- [WHAT YOU HAVE TO DO]
Your task is to give the data again, exactly, with every line intact.

- [EXCERPTED RECORDS]
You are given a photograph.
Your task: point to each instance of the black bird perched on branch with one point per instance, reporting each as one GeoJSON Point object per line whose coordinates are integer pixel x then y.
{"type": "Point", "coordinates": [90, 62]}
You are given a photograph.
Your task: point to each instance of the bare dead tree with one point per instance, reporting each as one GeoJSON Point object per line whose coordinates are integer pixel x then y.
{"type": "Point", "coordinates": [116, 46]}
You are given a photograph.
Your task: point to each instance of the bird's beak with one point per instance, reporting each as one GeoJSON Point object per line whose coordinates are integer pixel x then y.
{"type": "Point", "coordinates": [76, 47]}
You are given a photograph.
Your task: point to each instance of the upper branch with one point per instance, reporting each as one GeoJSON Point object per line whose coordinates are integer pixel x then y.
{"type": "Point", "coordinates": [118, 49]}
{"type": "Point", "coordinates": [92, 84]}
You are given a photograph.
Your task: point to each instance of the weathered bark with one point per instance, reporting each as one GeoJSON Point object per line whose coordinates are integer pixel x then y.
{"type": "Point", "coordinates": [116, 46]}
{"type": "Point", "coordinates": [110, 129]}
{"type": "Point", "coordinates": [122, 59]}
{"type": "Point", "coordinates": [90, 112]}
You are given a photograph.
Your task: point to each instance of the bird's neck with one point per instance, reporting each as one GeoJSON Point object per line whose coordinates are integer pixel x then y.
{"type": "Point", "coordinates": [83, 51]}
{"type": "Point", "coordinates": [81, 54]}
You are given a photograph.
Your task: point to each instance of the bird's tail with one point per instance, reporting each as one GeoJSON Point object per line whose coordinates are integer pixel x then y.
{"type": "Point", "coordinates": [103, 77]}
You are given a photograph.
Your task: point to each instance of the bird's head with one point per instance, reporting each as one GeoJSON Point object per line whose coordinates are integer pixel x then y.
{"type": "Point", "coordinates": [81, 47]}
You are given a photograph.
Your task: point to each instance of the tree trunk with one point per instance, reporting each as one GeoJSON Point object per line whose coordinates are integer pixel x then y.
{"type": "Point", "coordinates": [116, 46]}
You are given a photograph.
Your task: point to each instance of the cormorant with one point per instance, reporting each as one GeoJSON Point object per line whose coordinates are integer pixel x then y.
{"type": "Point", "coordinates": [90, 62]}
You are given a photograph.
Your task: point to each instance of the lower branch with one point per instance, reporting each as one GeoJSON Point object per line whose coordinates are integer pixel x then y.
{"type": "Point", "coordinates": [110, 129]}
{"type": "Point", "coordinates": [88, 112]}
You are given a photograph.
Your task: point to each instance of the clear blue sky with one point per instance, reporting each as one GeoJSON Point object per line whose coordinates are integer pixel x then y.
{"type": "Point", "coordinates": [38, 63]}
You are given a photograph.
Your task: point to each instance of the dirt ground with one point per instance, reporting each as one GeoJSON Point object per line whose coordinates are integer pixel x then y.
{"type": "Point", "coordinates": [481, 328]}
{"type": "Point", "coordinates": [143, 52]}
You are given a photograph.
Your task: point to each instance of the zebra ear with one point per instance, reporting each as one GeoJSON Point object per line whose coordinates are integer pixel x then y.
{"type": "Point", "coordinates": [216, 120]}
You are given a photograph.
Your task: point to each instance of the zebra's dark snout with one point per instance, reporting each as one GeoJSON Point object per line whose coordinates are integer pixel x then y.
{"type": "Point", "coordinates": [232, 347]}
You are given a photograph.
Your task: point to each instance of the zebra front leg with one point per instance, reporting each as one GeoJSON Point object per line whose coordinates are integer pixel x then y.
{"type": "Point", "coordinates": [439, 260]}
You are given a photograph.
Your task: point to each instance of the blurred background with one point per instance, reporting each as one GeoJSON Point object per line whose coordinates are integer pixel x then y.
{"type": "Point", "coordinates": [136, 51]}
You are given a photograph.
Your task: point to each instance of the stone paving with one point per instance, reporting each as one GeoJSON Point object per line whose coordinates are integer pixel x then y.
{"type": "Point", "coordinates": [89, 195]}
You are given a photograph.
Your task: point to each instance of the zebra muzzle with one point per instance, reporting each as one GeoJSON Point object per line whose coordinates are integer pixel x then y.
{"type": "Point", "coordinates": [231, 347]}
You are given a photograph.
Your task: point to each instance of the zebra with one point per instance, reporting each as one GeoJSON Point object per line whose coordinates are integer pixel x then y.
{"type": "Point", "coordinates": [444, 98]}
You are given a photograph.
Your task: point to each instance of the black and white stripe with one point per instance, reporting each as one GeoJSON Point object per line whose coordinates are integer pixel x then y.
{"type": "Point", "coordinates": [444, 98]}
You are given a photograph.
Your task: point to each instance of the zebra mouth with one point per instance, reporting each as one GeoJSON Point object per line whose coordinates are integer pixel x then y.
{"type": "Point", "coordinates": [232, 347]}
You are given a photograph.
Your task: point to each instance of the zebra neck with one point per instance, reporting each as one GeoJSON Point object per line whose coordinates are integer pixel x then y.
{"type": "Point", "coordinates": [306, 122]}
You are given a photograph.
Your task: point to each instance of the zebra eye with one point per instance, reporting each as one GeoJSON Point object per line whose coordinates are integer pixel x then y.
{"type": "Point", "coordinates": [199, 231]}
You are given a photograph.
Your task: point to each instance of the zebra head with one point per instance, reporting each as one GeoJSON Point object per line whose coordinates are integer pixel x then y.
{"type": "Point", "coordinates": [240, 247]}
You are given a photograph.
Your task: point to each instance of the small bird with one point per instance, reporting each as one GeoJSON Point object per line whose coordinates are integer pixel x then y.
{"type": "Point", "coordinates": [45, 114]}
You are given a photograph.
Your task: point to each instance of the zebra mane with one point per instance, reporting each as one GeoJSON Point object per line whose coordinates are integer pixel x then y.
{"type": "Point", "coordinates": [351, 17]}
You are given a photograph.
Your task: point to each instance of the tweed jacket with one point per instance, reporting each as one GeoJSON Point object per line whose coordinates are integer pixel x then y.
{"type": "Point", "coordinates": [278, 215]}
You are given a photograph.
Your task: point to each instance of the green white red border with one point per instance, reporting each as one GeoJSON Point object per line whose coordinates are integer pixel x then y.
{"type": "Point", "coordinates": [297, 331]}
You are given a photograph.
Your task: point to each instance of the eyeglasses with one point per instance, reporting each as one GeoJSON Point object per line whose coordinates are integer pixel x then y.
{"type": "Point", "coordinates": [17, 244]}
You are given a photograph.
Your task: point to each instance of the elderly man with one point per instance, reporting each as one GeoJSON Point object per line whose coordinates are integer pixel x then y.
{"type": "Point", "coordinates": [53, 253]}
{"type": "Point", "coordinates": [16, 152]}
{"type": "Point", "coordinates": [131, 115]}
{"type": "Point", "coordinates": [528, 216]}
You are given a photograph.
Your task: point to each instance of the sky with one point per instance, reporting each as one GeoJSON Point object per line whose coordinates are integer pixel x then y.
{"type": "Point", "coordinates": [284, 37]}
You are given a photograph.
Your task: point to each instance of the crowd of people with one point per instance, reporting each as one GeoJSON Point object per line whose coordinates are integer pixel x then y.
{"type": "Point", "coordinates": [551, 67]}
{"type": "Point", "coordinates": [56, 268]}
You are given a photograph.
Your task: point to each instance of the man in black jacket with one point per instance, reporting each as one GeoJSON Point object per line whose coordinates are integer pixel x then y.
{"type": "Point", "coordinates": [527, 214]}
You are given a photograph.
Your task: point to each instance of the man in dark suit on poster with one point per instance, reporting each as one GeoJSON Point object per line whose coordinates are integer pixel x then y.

- [ANSWER SPACE]
You are given a photograph.
Your task: point to each instance of the black bird perched on branch with one point per instance, reporting each as one GeoJSON Point object per line whose coordinates are integer pixel x then y.
{"type": "Point", "coordinates": [90, 62]}
You are given a photograph.
Your task: point to each instance of the bare dead tree with one point per instance, reporting each as one GeoJSON Point object per line whose coordinates are integer pixel x then y.
{"type": "Point", "coordinates": [116, 46]}
You are given a photograph.
Your task: point to each instance of the bird's beak with one point per instance, reporting each as one GeoJSON Point object per line whose coordinates are integer pixel x then y.
{"type": "Point", "coordinates": [76, 47]}
You are given a photograph.
Your task: point to each instance of the upper branch with one point per instance, reporting each as one GeoJSON Point object per line whose coordinates are integer pixel x then y.
{"type": "Point", "coordinates": [118, 49]}
{"type": "Point", "coordinates": [92, 84]}
You are given a photograph.
Your task: point to each instance of the weathered bark with one point per instance, reporting each as one GeoJSON Point object per line whose coordinates are integer pixel x then y.
{"type": "Point", "coordinates": [116, 46]}
{"type": "Point", "coordinates": [110, 129]}
{"type": "Point", "coordinates": [122, 59]}
{"type": "Point", "coordinates": [90, 112]}
You are given a photograph.
Your task: point to each instance of the bird's neck with one point per instance, reporting each as one GeoJSON Point object per line whose coordinates are integer pixel x then y.
{"type": "Point", "coordinates": [83, 51]}
{"type": "Point", "coordinates": [81, 54]}
You are given a photograph.
Your task: point to each instance of the bird's tail with one point per instance, reporting each as one GeoJSON Point object per line whose coordinates are integer pixel x then y.
{"type": "Point", "coordinates": [103, 77]}
You are given a photograph.
Your task: point to each instance of the bird's head with one point per instance, reporting each as one GeoJSON Point object per line whose coordinates are integer pixel x then y.
{"type": "Point", "coordinates": [81, 47]}
You are given a photograph.
Your task: point to each instance of the tree trunk with one point per instance, reporting each as one GeoJSON Point object per line whose coordinates are integer pixel x then y.
{"type": "Point", "coordinates": [116, 46]}
You are given a photograph.
Your task: point to each instance of the cormorant with one point per instance, reporting each as one GeoJSON Point object per line whose coordinates are integer pixel x then y.
{"type": "Point", "coordinates": [90, 62]}
You are given a photograph.
Your task: point to each instance of the lower branch with one point per instance, reporting each as one GeoJSON Point object per line whose coordinates are integer pixel x then y.
{"type": "Point", "coordinates": [110, 129]}
{"type": "Point", "coordinates": [88, 112]}
You are given a photograph.
Your task: point to each instance of the clear blue sky with one point per instance, reporting each as one GeoJSON Point object per line whose coordinates are integer pixel x then y.
{"type": "Point", "coordinates": [38, 63]}
You are given a photograph.
Your task: point to each instance of the dirt ground with one point per instance, reporting each as one GeoJSON Point object per line whose coordinates are integer pixel x then y.
{"type": "Point", "coordinates": [481, 328]}
{"type": "Point", "coordinates": [143, 52]}
You are given a photograph.
Your task: point to each instance of the zebra ear with one point per instance, reporting each as one GeoJSON Point object per line whose coordinates are integer pixel x then y.
{"type": "Point", "coordinates": [216, 120]}
You are given a photograph.
Your task: point to each instance of the zebra's dark snout with one point per instance, reporting each as one GeoJSON Point object per line whose coordinates are integer pixel x then y.
{"type": "Point", "coordinates": [232, 347]}
You are given a photograph.
Your task: point to each instance of the zebra front leg with one point per instance, reporting each as one GeoJSON Point object per line whose coordinates are integer pixel x then y.
{"type": "Point", "coordinates": [439, 260]}
You are given a photograph.
Your task: point to each instance of the blurred background with one point per instance, reporting each as one GeoJSON Point object per line whose coordinates are integer pixel x then y.
{"type": "Point", "coordinates": [136, 51]}
You are given a photograph.
Your task: point to each instance of the stone paving with one point per instance, reporting each as one GeoJSON Point object per line whose coordinates are integer pixel x then y.
{"type": "Point", "coordinates": [89, 195]}
You are given a photograph.
Your task: point to each instance of the zebra muzzle with one point per instance, reporting each as one GeoJSON Point object per line whose coordinates are integer pixel x then y.
{"type": "Point", "coordinates": [231, 347]}
You are given a photograph.
Your task: point to each instance of the zebra with one point per instance, reporting each as one GeoJSON Point object per line whose coordinates are integer pixel x then y.
{"type": "Point", "coordinates": [444, 98]}
You are given a photograph.
Your task: point to each instance of the black and white stripe with one point per instance, reporting each as one GeoJSON Point object per line whose coordinates are integer pixel x then y.
{"type": "Point", "coordinates": [444, 98]}
You are given a photograph.
Your task: point to each instance of the zebra mouth with one point per instance, reporting each as one GeoJSON Point object per line whose coordinates are integer pixel x then y.
{"type": "Point", "coordinates": [232, 347]}
You are given a photograph.
Your task: point to each instance of the zebra neck with one point per instance, reporting each as one GeoJSON Point object per line whose coordinates are integer pixel x then y.
{"type": "Point", "coordinates": [306, 122]}
You are given a photograph.
Your task: point to each instance of the zebra eye with one point per instance, reporting each as one GeoJSON Point object per line whose coordinates are integer pixel x then y.
{"type": "Point", "coordinates": [199, 231]}
You are given a photograph.
Your task: point to each instance of the zebra head with one point per instance, reporting each as one GeoJSON Point object per line whose coordinates are integer pixel x then y.
{"type": "Point", "coordinates": [240, 247]}
You are given a photograph.
Your task: point to each instance of the small bird with one point per instance, reporting each as one GeoJSON Point object per line whose coordinates are integer pixel x then y.
{"type": "Point", "coordinates": [45, 114]}
You are given a photograph.
Your task: point to each instance of the zebra mane with one point per instance, reporting each as one GeoJSON Point object per line whose coordinates are integer pixel x then y.
{"type": "Point", "coordinates": [351, 17]}
You are given a photograph.
Your task: point to each instance of the tweed jacket with one point per instance, reporting each as one GeoJSON Point object per line whose coordinates are integer pixel x then y.
{"type": "Point", "coordinates": [278, 215]}
You are given a photograph.
Your task: point to each instance of the green white red border with one point per instance, reporting each as one GeoJSON Point object per line whose coordinates are integer pixel x then y.
{"type": "Point", "coordinates": [297, 331]}
You are given a photograph.
Your task: point to each instance of the eyeglasses with one point per instance, reporting each as one GeoJSON Point object per line whose coordinates are integer pixel x then y.
{"type": "Point", "coordinates": [17, 244]}
You are given a photograph.
Your task: point to each instance of the elderly man with one point per instance, reporting each as one GeoJSON Point object per line whose coordinates are integer pixel x then y.
{"type": "Point", "coordinates": [53, 253]}
{"type": "Point", "coordinates": [16, 152]}
{"type": "Point", "coordinates": [131, 115]}
{"type": "Point", "coordinates": [528, 216]}
You are given a photograph.
Your task: point to each instance of the sky with one point per instance, reporting each as one GeoJSON Point object per line whose coordinates are integer pixel x then y.
{"type": "Point", "coordinates": [284, 37]}
You are given a photograph.
Your task: point to each instance of the crowd of people with one point per instance, reporting each as one GeoJSON Point object per line whose coordinates are integer pixel x then y.
{"type": "Point", "coordinates": [551, 67]}
{"type": "Point", "coordinates": [56, 268]}
You are given a photograph.
Your task: point to each instance of the man in black jacket with one point per instance, reporting each as one GeoJSON Point object per line whose coordinates are integer pixel x then y.
{"type": "Point", "coordinates": [527, 214]}
You are given a photograph.
Your task: point to each instance of the man in dark suit on poster with one point per instance, reporting each as one GeoJSON Point object per line whose coordinates are integer pixel x then y.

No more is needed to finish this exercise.